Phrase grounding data
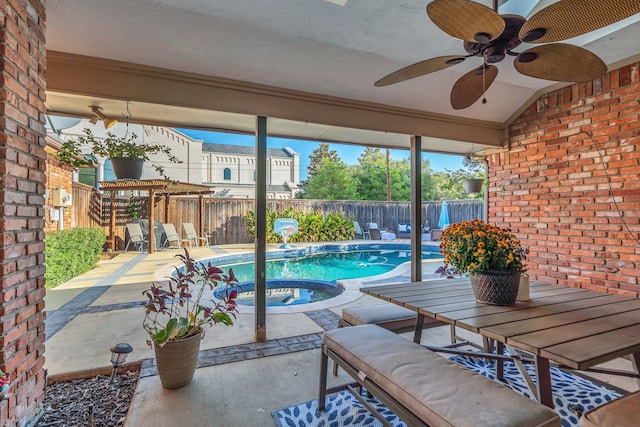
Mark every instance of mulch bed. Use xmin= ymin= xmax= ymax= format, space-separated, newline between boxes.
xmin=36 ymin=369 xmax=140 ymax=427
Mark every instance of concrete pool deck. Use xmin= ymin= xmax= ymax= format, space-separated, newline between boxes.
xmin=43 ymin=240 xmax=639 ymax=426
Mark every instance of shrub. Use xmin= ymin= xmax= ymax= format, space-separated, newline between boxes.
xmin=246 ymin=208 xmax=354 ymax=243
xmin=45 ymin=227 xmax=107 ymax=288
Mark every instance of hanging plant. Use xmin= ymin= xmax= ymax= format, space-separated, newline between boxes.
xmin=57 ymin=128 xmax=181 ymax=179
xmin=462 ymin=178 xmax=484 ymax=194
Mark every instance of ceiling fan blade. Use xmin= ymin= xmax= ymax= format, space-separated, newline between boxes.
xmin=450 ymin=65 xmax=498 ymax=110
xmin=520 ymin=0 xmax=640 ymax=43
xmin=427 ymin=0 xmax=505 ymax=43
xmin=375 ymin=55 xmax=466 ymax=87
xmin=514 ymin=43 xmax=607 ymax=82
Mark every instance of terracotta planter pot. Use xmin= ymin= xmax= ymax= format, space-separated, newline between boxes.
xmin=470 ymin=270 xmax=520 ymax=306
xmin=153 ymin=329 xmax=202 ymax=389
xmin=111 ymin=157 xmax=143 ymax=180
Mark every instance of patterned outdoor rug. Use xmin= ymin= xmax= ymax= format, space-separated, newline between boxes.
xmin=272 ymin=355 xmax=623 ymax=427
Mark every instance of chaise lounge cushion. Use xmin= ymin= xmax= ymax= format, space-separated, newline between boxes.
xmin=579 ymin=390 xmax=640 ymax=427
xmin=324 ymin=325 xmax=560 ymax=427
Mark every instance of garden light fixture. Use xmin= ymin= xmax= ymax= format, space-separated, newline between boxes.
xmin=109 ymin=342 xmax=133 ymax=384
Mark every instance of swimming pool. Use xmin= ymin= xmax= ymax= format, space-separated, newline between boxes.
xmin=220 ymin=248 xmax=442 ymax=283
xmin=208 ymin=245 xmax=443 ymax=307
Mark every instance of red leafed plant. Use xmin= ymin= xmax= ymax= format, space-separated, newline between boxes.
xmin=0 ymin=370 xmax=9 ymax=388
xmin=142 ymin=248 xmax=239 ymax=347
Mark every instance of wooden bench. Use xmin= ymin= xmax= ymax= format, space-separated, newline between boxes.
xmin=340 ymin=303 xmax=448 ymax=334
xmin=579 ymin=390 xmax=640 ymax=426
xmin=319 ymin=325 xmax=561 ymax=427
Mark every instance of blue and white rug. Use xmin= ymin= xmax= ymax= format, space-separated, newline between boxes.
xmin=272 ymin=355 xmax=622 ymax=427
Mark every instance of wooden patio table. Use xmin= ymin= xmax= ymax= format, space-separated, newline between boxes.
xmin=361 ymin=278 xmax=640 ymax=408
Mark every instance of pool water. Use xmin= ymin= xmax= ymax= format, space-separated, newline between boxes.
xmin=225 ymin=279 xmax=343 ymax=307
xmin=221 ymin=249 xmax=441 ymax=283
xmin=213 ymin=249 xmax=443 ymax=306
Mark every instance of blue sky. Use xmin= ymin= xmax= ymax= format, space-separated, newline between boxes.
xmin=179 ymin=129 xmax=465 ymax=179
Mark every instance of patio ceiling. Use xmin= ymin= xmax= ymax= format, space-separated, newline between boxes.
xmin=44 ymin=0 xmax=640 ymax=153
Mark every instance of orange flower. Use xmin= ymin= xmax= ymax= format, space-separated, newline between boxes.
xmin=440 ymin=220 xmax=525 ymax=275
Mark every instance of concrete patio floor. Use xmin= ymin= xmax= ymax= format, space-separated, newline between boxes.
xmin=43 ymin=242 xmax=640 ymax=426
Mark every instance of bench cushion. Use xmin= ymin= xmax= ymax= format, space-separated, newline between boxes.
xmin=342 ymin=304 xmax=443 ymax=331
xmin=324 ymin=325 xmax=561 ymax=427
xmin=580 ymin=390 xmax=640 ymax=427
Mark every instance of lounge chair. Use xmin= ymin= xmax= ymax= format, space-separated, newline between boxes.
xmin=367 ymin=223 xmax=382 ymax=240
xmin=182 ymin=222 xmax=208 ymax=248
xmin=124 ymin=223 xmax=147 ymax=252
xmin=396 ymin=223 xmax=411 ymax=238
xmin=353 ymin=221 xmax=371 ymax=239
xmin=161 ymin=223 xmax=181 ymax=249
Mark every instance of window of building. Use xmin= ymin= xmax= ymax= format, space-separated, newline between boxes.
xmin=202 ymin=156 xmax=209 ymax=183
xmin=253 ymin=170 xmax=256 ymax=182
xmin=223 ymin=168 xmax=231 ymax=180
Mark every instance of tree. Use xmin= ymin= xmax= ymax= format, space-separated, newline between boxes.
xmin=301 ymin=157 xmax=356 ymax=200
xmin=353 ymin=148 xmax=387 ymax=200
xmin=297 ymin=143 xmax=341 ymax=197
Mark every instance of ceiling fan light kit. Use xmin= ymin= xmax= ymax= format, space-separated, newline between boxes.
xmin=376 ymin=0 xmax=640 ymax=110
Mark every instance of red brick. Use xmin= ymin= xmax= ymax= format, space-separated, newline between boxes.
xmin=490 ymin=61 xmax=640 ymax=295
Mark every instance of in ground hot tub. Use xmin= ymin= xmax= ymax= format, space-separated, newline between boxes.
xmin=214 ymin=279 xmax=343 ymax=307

- Task statement
Retype the entries word for word. Omit any images.

- Exercise output
Mark every instance of mulch bed. Use xmin= ymin= xmax= ymax= format, space-separated, newline between boxes.
xmin=36 ymin=369 xmax=140 ymax=427
Mark every instance of concrete pool deck. Use xmin= ymin= xmax= ymax= format, space-separated, newline between boxes.
xmin=43 ymin=240 xmax=639 ymax=426
Mark every instance of shrub. Use xmin= ymin= xmax= ymax= format, space-separated, newline between boxes.
xmin=246 ymin=208 xmax=354 ymax=243
xmin=45 ymin=227 xmax=107 ymax=288
Mark every instance of hanging plant. Use xmin= ymin= xmax= ymax= format, space-separated, newline between boxes.
xmin=57 ymin=128 xmax=181 ymax=179
xmin=462 ymin=178 xmax=484 ymax=194
Mark every instance of ceiling fan blade. Use xmin= ymin= xmax= ymax= format, space-separated, newline between boxes.
xmin=450 ymin=65 xmax=498 ymax=110
xmin=520 ymin=0 xmax=640 ymax=43
xmin=427 ymin=0 xmax=505 ymax=43
xmin=375 ymin=55 xmax=466 ymax=87
xmin=514 ymin=43 xmax=607 ymax=82
Mark every instance of terracotta planter pot. Use xmin= ymin= xmax= ymax= format, space-separated, newline between boxes.
xmin=470 ymin=270 xmax=520 ymax=306
xmin=153 ymin=329 xmax=202 ymax=389
xmin=111 ymin=157 xmax=143 ymax=180
Mark every instance of patterned outdoor rug. Use xmin= ymin= xmax= ymax= format, space-separated, newline between boxes.
xmin=272 ymin=355 xmax=623 ymax=427
Mark every instance of chaise lounge cushion. Use xmin= ymin= xmax= ymax= format, space-separated, newline between boxes.
xmin=579 ymin=390 xmax=640 ymax=427
xmin=324 ymin=325 xmax=560 ymax=427
Mark every instance of garden light fixture. Use xmin= ymin= xmax= ymax= format, space-separated, newline between boxes.
xmin=109 ymin=342 xmax=133 ymax=384
Mark every instance of swimming pool. Use xmin= ymin= xmax= ymax= format, space-separated, newline between boxes.
xmin=220 ymin=248 xmax=442 ymax=283
xmin=208 ymin=245 xmax=443 ymax=307
Mark every instance of red leafed plant. Use xmin= ymin= xmax= ymax= format, space-separated, newline between boxes.
xmin=0 ymin=370 xmax=9 ymax=388
xmin=142 ymin=248 xmax=239 ymax=347
Mark every instance of wooden bench. Use xmin= ymin= xmax= ymax= format, space-separated, newline between boxes.
xmin=340 ymin=303 xmax=448 ymax=334
xmin=579 ymin=390 xmax=640 ymax=426
xmin=319 ymin=325 xmax=561 ymax=427
Mark every instance of blue and white rug. Use xmin= ymin= xmax= ymax= format, space-separated, newline between boxes.
xmin=272 ymin=355 xmax=622 ymax=427
Mark every instance of wooden patio table. Use xmin= ymin= xmax= ymax= format, space-separated, newline between boxes.
xmin=361 ymin=278 xmax=640 ymax=408
Mark every instance of pool water. Use xmin= ymin= xmax= ymax= format, space-separated, newline between boxes.
xmin=225 ymin=279 xmax=343 ymax=307
xmin=221 ymin=249 xmax=441 ymax=283
xmin=213 ymin=249 xmax=443 ymax=306
Mark every instance of blue sky. Use xmin= ymin= xmax= ymax= format, space-separated, newline between boxes.
xmin=179 ymin=129 xmax=465 ymax=179
Mark every instance of patio ceiling. Use xmin= ymin= xmax= ymax= format, space-separated, newline between boxes.
xmin=44 ymin=0 xmax=640 ymax=153
Mark every instance of orange flower. Use xmin= ymin= xmax= ymax= format, space-separated, newline between boxes.
xmin=440 ymin=220 xmax=525 ymax=275
Mark every instance of concrete patio floor. Use xmin= ymin= xmax= ymax= format, space-separated, newline between boxes.
xmin=43 ymin=242 xmax=640 ymax=426
Mark every instance of bench cushion. Use xmin= ymin= xmax= ymax= format, space-separated, newline between boxes.
xmin=342 ymin=304 xmax=443 ymax=331
xmin=324 ymin=325 xmax=561 ymax=427
xmin=580 ymin=390 xmax=640 ymax=427
Mark every instance of lounge chair. Use xmin= ymin= xmax= ymax= format, space-separated, newline between boxes.
xmin=367 ymin=223 xmax=382 ymax=240
xmin=182 ymin=222 xmax=208 ymax=248
xmin=124 ymin=223 xmax=147 ymax=252
xmin=396 ymin=223 xmax=411 ymax=238
xmin=353 ymin=221 xmax=371 ymax=239
xmin=161 ymin=223 xmax=181 ymax=249
Mark every instance of window of building. Use xmin= ymin= xmax= ymax= format, space-separated, newline between boxes.
xmin=202 ymin=156 xmax=209 ymax=183
xmin=253 ymin=170 xmax=256 ymax=182
xmin=223 ymin=168 xmax=231 ymax=180
Mark every instance of tree. Use xmin= ymin= xmax= ymax= format, space-separated, newline between boxes.
xmin=301 ymin=157 xmax=356 ymax=200
xmin=353 ymin=148 xmax=387 ymax=200
xmin=297 ymin=143 xmax=341 ymax=197
Mark every instance of ceiling fan light kit. Use xmin= ymin= xmax= ymax= format, space-separated, newline between boxes.
xmin=376 ymin=0 xmax=640 ymax=110
Mark every instance of red brick. Use xmin= ymin= xmax= ymax= format, space-separated, newline between boxes.
xmin=490 ymin=61 xmax=640 ymax=295
Mark every instance of in ground hot tub. Use xmin= ymin= xmax= ymax= format, space-separated, newline between boxes.
xmin=214 ymin=279 xmax=343 ymax=307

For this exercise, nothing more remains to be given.